Copy the lines below word for word, from the line containing "Spot the grassy" through the line containing "[[905, 583]]", including both. Omit the pictures.

• [Supplied data]
• • • • • • •
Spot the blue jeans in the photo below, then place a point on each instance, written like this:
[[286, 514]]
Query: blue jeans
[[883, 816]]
• • • • • • •
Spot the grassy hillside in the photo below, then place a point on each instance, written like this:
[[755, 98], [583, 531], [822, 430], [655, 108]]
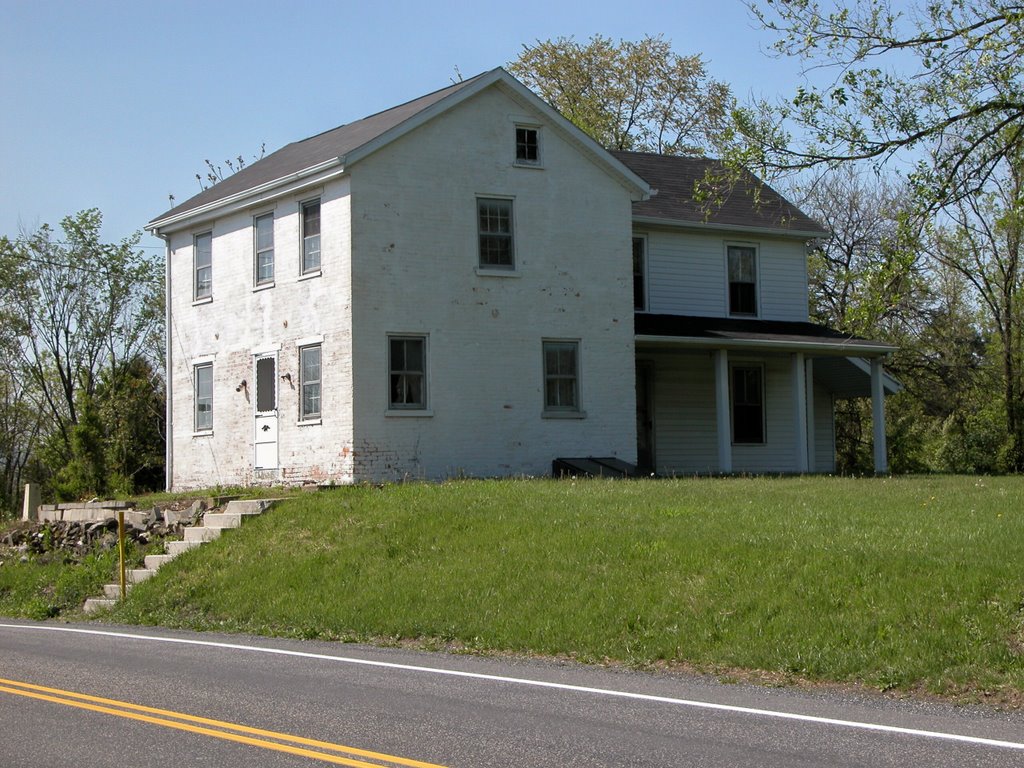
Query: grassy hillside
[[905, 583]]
• • • • • • •
• [Output]
Spot the grassy hillside in the photo below, then place a point on each instance, written like this:
[[755, 98], [583, 531], [822, 430], [655, 108]]
Query: grassy hillside
[[905, 583]]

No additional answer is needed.